> [Stated problem 1]
Answer these questions about the forum thread below on the manual 4x4 mod:
(a) How many days has the original poster's Brute been apart in the garage?
(b) Before doing the mod, which ride does filthyredneck plan to finish?
(c) Which fixes had the original poster already tried?

> [Extract]
--- Start ---
# manual 4x4 what yall think about this mod?



## bruteboss750 (Jul 9, 2011)

hey i was wondering what u guys think about the manual 4x4 mod for thoes who have done it how it preformes and such! my 4x4 dont work and ive tryed all the solutions, fuse box ,buzz con, both actuators, and speedo im thinking of doing the conversion to manual just wanting some advice! thanksss guyss! need do somthing brutes been apart in garge 3 days now! over a light fLASHING!!!!


----------



## filthyredneck (Feb 10, 2010)

If you are willing to sit down and do the mod I think you'd be happy with it. No more rolling or waiting for the 4wd to engage, just flip a level and instantly go into 4wd when you need it! I think everybody that has it so far loves it. This is 100% going to be my next mod as well, hoping to get it done sometime next month after I get done with my ride at RiverRun.


----------



## Polaris425 (Dec 16, 2004)

One of the pioneer's has a thread here somewhere on what all he did for his.


----------



## bruteboss750 (Jul 9, 2011)

10 4 guess imma do it then and eliminate my 4x4 probublem and yah i seen it on a thread thats were i got the idea, okay well guess imma do it thenn


----------



## trailman412 (Apr 22, 2010)
--- End ---
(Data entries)
--- Start ---
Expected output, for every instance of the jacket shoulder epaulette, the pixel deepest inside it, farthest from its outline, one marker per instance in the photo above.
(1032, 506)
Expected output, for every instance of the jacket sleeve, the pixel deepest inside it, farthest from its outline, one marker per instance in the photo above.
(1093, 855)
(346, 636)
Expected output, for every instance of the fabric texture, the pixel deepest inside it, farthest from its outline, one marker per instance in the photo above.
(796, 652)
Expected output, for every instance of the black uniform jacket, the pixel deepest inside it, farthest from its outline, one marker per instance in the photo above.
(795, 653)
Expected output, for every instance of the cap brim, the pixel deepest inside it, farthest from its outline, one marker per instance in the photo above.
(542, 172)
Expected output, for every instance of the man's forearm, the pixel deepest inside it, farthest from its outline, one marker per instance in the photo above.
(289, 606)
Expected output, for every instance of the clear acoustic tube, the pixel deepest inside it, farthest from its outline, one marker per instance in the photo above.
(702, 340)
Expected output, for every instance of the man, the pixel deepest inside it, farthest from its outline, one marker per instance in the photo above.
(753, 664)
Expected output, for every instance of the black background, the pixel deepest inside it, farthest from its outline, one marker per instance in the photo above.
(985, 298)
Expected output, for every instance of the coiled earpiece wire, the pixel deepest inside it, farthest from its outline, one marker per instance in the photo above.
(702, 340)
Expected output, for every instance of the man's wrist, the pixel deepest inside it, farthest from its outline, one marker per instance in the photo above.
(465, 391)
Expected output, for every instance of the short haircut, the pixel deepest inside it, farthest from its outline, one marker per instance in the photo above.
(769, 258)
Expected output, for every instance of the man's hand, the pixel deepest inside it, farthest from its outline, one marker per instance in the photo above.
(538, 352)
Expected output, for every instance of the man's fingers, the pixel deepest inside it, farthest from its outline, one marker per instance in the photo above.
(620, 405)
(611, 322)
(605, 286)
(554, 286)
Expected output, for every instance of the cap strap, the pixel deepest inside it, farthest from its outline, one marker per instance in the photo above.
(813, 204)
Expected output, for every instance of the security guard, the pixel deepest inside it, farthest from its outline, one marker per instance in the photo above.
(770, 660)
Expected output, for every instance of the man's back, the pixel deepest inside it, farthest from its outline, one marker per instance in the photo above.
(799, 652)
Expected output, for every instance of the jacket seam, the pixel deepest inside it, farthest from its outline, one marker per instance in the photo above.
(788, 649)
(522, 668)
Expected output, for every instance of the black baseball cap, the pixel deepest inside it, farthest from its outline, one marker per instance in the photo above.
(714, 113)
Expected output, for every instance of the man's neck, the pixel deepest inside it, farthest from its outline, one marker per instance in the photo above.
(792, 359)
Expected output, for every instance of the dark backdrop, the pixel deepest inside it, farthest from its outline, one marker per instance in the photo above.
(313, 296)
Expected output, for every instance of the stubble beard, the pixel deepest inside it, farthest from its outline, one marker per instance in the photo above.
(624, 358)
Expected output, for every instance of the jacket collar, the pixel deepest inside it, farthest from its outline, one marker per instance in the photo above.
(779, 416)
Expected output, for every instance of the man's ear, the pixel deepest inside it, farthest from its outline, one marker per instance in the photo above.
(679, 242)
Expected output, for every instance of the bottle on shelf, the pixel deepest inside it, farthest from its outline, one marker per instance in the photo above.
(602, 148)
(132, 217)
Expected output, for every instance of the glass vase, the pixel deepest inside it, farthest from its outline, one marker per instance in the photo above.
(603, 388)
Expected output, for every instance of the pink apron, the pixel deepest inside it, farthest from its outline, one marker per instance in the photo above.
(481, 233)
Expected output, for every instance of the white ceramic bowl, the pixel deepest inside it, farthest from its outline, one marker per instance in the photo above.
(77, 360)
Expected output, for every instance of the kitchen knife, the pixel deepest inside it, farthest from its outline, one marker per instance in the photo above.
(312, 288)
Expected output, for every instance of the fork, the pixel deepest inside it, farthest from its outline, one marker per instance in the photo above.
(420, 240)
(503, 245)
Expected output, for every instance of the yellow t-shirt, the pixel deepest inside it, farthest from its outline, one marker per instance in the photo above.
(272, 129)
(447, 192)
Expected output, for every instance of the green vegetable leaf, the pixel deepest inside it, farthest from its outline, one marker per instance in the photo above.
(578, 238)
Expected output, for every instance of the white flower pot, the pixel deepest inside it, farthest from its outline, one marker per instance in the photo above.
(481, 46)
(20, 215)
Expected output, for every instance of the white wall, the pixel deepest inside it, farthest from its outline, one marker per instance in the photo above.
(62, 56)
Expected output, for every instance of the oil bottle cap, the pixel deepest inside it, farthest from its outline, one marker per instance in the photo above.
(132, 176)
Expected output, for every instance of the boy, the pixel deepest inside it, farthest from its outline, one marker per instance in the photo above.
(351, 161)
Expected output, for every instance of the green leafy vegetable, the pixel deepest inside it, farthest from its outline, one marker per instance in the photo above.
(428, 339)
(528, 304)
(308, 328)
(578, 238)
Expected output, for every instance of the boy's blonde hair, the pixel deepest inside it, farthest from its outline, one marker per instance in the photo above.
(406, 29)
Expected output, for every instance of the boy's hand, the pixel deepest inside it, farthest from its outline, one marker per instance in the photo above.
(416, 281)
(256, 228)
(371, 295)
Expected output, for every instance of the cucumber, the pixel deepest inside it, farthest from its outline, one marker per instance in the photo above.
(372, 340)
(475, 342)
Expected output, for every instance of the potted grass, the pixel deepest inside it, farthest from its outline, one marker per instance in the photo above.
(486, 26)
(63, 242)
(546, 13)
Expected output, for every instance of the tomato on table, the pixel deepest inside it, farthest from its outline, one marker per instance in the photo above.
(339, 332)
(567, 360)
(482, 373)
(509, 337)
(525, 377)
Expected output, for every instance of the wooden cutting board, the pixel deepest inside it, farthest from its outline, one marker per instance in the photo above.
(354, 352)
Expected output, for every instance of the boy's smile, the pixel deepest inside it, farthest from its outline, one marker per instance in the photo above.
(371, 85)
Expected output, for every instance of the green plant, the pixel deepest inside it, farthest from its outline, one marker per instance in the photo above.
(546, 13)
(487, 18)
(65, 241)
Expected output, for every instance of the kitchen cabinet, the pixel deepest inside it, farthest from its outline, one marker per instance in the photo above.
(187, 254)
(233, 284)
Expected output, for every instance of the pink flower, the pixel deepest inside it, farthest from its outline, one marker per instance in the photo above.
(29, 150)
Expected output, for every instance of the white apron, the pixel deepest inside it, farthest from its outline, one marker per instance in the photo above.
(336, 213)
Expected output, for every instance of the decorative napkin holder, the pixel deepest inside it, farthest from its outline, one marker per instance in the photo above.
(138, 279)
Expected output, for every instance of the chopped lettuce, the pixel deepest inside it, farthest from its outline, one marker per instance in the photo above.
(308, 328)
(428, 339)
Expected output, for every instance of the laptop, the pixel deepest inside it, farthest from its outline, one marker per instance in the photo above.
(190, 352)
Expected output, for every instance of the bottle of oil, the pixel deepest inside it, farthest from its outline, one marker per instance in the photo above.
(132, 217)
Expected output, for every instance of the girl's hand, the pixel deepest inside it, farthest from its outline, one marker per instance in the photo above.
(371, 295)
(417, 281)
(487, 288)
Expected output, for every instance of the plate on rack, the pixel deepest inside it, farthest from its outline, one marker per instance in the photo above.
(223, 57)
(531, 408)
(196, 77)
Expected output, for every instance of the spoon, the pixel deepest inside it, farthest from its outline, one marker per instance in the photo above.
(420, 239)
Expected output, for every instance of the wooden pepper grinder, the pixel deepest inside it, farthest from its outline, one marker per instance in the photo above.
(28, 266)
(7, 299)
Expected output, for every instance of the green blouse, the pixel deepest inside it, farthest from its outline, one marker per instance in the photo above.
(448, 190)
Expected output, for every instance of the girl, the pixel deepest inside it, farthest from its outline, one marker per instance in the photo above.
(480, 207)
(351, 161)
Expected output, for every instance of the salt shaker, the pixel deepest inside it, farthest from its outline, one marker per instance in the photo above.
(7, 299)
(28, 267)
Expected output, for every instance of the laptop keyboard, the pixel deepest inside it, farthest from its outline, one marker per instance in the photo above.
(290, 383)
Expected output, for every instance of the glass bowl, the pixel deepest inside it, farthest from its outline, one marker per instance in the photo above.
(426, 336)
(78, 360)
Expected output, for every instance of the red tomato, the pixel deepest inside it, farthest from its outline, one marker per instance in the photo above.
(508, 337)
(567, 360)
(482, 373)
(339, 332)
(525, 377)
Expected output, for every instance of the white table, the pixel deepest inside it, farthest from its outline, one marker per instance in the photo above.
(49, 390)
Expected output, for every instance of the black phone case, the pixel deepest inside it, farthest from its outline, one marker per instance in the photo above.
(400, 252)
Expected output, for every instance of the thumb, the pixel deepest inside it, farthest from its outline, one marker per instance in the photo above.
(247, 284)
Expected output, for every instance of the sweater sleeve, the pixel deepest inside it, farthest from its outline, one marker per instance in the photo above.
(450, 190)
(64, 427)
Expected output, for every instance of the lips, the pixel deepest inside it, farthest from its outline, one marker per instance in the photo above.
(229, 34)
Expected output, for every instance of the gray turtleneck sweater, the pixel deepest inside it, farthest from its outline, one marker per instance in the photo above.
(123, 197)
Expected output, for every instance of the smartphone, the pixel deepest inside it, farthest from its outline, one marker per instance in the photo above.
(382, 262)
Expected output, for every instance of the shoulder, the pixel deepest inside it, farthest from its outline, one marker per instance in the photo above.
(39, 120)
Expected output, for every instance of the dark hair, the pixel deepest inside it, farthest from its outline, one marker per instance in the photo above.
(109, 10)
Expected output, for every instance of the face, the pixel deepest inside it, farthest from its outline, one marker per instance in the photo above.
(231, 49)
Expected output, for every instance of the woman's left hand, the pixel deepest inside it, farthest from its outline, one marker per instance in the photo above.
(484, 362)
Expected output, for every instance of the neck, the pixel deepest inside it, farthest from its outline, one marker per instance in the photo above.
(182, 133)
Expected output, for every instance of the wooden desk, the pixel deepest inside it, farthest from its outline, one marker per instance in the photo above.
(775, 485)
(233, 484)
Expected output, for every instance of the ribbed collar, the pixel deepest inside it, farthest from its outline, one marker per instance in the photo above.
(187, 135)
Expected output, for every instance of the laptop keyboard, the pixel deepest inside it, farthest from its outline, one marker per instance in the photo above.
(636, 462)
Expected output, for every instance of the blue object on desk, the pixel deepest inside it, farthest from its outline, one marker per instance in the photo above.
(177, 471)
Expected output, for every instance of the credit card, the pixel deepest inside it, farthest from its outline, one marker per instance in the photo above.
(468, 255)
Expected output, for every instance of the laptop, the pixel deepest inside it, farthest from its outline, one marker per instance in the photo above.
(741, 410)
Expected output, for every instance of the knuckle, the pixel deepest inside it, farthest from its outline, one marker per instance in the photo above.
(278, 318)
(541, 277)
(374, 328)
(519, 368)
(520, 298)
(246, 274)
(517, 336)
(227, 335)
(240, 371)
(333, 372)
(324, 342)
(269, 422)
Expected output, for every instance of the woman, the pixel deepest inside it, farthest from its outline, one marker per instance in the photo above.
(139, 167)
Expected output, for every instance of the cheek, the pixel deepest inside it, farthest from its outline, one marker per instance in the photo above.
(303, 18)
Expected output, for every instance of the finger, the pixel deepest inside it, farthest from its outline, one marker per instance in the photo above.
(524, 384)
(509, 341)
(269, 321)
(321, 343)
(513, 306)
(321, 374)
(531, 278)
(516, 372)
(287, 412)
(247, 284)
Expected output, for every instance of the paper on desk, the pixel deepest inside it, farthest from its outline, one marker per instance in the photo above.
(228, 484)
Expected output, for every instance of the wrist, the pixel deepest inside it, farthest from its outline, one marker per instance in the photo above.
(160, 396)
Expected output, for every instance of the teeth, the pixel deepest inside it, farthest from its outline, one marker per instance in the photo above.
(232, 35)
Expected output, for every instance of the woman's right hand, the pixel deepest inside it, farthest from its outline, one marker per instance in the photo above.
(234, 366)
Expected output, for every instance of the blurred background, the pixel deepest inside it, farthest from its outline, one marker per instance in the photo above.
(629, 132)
--- End ---
> [Stated problem 2] Return every line of the listing above that contains the word "flower".

> [Output 1]
(a) 3 days
(b) The ride at RiverRun
(c) The fuse box, buzz con, both actuators, and speedo

> [Output 2]
Expected output, for every instance of the white flower pot, the pixel deepest inside it, farthest from its outline, one marker per instance in the photo above.
Expected output, for every instance of the pink flower, the pixel deepest inside it, farthest from its outline, one marker per instance in the photo above.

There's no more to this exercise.